• Problem to work on: State how many lines of the listing below contain the string "goalkeeper", matching case exactly. Give only the number.

** begin Exercise material **

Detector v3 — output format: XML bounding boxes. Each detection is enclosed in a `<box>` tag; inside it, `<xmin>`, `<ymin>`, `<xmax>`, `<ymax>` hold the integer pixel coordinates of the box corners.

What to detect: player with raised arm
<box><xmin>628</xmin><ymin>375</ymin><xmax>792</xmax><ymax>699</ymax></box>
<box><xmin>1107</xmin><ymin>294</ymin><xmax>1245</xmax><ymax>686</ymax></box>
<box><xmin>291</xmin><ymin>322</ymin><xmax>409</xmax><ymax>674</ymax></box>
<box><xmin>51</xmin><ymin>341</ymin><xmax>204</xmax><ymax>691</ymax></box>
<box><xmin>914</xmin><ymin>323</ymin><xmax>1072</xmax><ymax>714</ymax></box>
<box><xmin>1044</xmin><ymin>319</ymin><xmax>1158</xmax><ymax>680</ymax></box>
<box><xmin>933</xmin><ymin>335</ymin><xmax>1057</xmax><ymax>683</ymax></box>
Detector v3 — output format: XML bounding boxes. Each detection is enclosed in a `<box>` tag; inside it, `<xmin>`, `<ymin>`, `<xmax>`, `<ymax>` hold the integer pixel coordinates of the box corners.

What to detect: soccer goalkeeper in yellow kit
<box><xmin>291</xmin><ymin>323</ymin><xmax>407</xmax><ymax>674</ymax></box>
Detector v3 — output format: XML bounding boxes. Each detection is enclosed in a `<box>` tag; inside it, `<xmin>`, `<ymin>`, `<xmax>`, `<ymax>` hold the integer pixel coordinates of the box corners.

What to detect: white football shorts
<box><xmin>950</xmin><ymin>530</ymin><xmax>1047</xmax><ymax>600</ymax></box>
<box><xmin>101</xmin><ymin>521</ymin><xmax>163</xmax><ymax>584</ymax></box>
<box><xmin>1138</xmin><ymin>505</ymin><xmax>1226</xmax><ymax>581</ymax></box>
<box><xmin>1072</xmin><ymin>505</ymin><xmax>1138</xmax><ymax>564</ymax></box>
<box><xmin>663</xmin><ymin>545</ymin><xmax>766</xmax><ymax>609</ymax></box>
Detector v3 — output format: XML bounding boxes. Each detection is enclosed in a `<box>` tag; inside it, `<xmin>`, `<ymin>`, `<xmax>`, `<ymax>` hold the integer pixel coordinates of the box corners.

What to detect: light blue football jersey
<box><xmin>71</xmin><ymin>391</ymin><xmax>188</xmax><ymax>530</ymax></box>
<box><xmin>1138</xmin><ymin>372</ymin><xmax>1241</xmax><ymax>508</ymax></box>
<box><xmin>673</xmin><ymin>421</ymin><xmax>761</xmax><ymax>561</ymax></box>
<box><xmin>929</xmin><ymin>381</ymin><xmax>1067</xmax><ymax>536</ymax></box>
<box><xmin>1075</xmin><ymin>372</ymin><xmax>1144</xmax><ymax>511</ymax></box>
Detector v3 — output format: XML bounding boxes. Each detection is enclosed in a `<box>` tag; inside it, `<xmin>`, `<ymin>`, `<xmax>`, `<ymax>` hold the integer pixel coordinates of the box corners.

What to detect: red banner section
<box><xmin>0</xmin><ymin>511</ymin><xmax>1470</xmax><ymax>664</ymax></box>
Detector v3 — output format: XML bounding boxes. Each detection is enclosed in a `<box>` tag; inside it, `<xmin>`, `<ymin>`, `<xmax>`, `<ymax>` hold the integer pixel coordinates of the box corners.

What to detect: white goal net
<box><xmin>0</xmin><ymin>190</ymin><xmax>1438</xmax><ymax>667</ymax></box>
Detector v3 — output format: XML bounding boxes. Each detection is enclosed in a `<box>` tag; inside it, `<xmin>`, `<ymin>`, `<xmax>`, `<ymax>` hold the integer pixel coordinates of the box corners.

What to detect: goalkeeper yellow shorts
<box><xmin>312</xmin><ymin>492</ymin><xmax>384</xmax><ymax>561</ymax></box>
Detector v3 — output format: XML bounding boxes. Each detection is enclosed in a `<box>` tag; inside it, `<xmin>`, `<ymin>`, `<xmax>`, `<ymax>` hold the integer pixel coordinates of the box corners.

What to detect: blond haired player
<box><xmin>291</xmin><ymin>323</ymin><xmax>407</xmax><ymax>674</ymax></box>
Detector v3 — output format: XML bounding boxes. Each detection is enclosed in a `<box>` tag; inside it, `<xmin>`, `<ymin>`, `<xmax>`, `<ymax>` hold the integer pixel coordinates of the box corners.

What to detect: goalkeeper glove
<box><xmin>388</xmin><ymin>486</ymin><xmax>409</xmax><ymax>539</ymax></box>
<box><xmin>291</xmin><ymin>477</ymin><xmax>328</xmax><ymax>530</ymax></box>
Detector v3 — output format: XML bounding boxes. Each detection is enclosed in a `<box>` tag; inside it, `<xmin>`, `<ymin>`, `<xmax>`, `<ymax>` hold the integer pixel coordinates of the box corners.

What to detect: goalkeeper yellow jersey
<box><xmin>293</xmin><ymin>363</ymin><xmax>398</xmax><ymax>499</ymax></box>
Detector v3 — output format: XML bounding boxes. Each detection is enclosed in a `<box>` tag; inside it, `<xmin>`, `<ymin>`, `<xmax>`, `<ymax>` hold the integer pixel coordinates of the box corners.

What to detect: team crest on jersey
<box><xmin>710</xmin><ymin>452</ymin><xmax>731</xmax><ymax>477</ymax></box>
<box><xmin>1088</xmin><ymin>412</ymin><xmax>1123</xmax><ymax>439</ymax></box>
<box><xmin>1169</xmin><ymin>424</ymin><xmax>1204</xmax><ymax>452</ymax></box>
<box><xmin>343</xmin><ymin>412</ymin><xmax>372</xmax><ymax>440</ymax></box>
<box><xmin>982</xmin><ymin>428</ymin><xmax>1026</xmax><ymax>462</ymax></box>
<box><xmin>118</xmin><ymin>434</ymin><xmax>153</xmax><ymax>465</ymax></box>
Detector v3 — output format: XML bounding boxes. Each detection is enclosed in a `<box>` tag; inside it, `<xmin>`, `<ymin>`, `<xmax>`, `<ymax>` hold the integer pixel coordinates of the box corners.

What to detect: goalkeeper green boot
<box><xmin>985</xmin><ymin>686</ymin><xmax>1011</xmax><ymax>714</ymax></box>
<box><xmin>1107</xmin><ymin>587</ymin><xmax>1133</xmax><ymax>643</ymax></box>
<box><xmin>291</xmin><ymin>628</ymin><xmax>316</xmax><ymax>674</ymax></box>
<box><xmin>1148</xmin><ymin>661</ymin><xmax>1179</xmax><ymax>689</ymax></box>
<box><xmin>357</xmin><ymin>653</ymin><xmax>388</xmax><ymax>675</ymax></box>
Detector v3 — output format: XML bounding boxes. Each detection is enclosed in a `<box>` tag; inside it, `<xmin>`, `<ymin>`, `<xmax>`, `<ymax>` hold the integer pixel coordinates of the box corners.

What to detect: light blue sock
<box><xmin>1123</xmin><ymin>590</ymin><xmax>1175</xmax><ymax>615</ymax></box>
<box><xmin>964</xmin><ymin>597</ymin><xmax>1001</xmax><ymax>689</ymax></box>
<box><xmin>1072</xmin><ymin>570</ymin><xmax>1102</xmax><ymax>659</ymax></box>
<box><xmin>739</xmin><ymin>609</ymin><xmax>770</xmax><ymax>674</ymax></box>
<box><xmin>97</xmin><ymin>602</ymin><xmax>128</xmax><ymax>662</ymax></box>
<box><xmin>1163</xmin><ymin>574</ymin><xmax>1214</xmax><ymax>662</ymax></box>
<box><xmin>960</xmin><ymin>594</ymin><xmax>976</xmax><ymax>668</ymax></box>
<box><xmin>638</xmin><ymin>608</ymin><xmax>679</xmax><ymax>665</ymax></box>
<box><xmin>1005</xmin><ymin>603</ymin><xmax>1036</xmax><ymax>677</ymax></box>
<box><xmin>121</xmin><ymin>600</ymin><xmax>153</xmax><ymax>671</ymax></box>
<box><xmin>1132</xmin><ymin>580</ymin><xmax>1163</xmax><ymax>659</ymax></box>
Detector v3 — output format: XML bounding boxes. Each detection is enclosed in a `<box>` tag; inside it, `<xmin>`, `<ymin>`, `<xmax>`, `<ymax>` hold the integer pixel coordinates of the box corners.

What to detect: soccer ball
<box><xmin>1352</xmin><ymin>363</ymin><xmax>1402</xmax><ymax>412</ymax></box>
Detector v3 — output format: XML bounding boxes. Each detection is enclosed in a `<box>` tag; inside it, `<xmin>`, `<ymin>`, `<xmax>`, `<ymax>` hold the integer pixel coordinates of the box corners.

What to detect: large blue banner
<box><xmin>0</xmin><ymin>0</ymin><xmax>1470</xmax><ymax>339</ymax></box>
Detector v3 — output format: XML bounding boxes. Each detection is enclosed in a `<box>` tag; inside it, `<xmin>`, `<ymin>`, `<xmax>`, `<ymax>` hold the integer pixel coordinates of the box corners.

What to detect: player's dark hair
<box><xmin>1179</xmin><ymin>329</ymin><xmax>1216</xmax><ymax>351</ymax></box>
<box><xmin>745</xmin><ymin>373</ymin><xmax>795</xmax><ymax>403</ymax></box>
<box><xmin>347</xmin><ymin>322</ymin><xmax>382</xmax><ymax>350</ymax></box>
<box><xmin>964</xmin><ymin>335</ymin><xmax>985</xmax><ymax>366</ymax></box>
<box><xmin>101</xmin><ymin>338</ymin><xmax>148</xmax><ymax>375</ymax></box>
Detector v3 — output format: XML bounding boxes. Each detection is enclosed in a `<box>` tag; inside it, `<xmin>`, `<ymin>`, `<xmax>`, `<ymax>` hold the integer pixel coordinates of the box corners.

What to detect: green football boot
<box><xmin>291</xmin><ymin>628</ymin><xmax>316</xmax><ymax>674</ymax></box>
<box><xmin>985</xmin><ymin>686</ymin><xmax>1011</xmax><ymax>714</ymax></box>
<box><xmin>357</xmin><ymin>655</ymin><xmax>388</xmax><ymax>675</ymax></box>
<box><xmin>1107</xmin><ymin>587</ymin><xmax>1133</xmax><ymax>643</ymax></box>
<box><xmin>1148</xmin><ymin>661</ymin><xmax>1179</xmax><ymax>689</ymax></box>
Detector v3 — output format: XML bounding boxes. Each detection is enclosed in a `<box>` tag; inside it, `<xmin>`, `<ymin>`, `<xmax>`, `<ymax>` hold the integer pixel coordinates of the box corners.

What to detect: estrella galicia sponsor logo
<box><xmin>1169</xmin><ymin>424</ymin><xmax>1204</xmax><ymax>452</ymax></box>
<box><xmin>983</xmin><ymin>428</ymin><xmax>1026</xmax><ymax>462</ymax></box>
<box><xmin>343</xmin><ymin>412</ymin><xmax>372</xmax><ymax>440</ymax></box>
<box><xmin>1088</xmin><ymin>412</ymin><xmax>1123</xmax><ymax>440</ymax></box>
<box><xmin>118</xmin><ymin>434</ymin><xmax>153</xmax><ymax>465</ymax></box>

** end Exercise material **

• The result: 5